**Trecho do texto:**
Vivemos a bordo de uma nave que gira em torno de si, a quase 1.700 quilômetros por hora; e em torno do Sol, a mais de 100mil quilômetros por hora.
Você já parou para pensar nisso? Consegue imaginar? Sentir?
Te convido a fechar os olhos e respirar profundamente, algumas vezes, pensando sobre isso.
O que sente?
É nessa velocidade astronômica, que toda a vida na Terra acontece. E, de alguma forma mágica (leis da física junto com a atmosfera – essa capa protetora que nos envolve e impede que "o céu caia sobre nossas cabeças!"), não percebemos.
Pelo contrário, quando olhamos pela janela, vemos nuvens se movendo len-ta-men-te. E, quando olhamos para o Sol, mal percebemos que ele está "mudando de lugar".

**Tarefas:**
A) Por favor, responda com base no trecho do texto:
(i) A que velocidade aproximada a nave em que vivemos gira em torno de si?
(ii) Que nome o trecho do texto dá à "capa protetora que nos envolve"?
(iii) O que vemos se movendo lentamente quando olhamos pela janela?
B) Continue o trecho do texto sobre os movimentos da Terra, começando logo depois da última frase.

**Bloco de dados:**
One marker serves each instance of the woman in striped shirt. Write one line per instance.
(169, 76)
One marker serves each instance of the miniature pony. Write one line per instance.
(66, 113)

**Resultados finais:**
A)
(i) A quase 1.700 quilômetros por hora.
(ii) Atmosfera.
(iii) Nuvens.

B)
É realmente fascinante saber que viajamos no espaço em uma espiral constante, em altíssima velocidade, protegidos por uma tecnologia natural que mantém o equilíbrio ecossistêmico e, quando saudável, promove um ambiente acolhedor para toda a teia da vida. Ao mesmo tempo, é surpreendentemente fácil abstrair essa informação.
Provavelmente, para a maioria das pessoas, a percepção e consciência da ‘realidade’ em que vivemos, muitas vezes não passa pela compreensão de onde realmente estamos, e que, no nosso caso, sempre em movimento, nunca no mesmo lugar – um exemplo de como podemos facilmente não perceber a realidade na qual estamos imersos.
Ao longo dos milênios, nessa jornada cósmica, os grupamentos humanos experimentaram muitas formas de viver, em diversos lugares e contextos, com diferentes cosmovisões e graus de conhecimento e consciência.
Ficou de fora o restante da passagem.